Ferromagnetic films on PMN–PT substrates represent an exciting playground for strain-mediated CMEs.13–23 These CMEs are non-volatile if PMN–PT adopts the (110)pc orientation and if applied fields closely match the coercive field.16–21 By contrast, the (001)pc orientation of PMN–PT typically results in volatile CMEs,13 but it can also result in non-volatile CMEs with no need for close control of applied field magnitude,22 as we will see here by studying the in-plane (IP) and out-of-plane (OOP) magnetization of a 100-nm-thick film of Ni on PMN–PT (001)pc (x ∼ 0.28).
Here, as usual, we identify magnetic changes in the film when a voltage that is applied between this film and a back electrode on the substrate causes the substrate and thus the film to deform. We first present macroscopic non-volatile CMEs, where a negative electric field induces uniaxial IP magnetic anisotropy via 109° ferroelectric domain switching in specific directions and where a positive electric field destroys this anisotropy. We also demonstrate electrically induced magnetization reversal in the presence of a magnetic field. Our previous work with surface-sensitive measurements demonstrates complete strain transfer from thick ferroelectric substrates to much thinner 100 nm-thick films of Ni as expected,32 and we will assume that CMEs measured in our polycrystalline film reflect the strain-field behavior of our PMN–PT (001)pc substrate, as seen elsewhere.15,33
Microscopically, our virgin Ni film displays magnetic stripe domains. These stripe domains arise in our polycrystalline film because a small uniaxial OOP stress anisotropy competes with dominant IP shape anisotropy to cant the local magnetization slightly up and down in alternating stripe domains.34,35 Given that Ni shows negative magnetostriction, the OOP anisotropy is understood to originate from an isotropic planar growth stress that is tensile.32,36,37
We present microscopic CMEs in which electrically induced ferroelectric domain switching overcomes the growth stress in the film32 to annihilate stripe domains. The stripes reappear after the ferroelectric domains switch back, and the process is repeatable over at least 10 cycles. The stripe domains can be rotated with an IP magnetic field, demonstrating that our as-grown films possess rotatable magnetic anisotropy (RMA, which led to the discovery of stripe domains).37–39 The stripe domains in our films can also be rotated by electrically switching the ferroelectric domains. This non-volatile rotation is a consequence of uniaxial film stress arising from 109° ferroelectric domain switching, and it represents the first demonstration of electrically driven RMA.

════════════════

§ **Required tasks**
• a. In the excerpt on nickel films, over how many cycles is the annihilation and reappearance of the stripe domains shown to be repeatable?
• b. Convert every line of the listing into a Markdown table with the columns Row and Line, numbering each row and omitting any blank lines.
The excerpt on nickel films and the listing come from unrelated sources.

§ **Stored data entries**
════════════════

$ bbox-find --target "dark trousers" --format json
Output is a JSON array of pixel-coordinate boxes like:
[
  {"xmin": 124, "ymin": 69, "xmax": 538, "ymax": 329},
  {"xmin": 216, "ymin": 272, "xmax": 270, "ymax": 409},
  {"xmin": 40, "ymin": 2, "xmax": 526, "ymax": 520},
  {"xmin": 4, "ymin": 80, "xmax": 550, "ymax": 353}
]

════════════════

§ **Full answers**
• a. At least 10 cycles.

• b.
| Row | Line |
|---|---|
| 1 | $ bbox-find --target "dark trousers" --format json |
| 2 | Output is a JSON array of pixel-coordinate boxes like: |
| 3 | [ |
| 4 |   {"xmin": 124, "ymin": 69, "xmax": 538, "ymax": 329}, |
| 5 |   {"xmin": 216, "ymin": 272, "xmax": 270, "ymax": 409}, |
| 6 |   {"xmin": 40, "ymin": 2, "xmax": 526, "ymax": 520}, |
| 7 |   {"xmin": 4, "ymin": 80, "xmax": 550, "ymax": 353} |
| 8 | ] |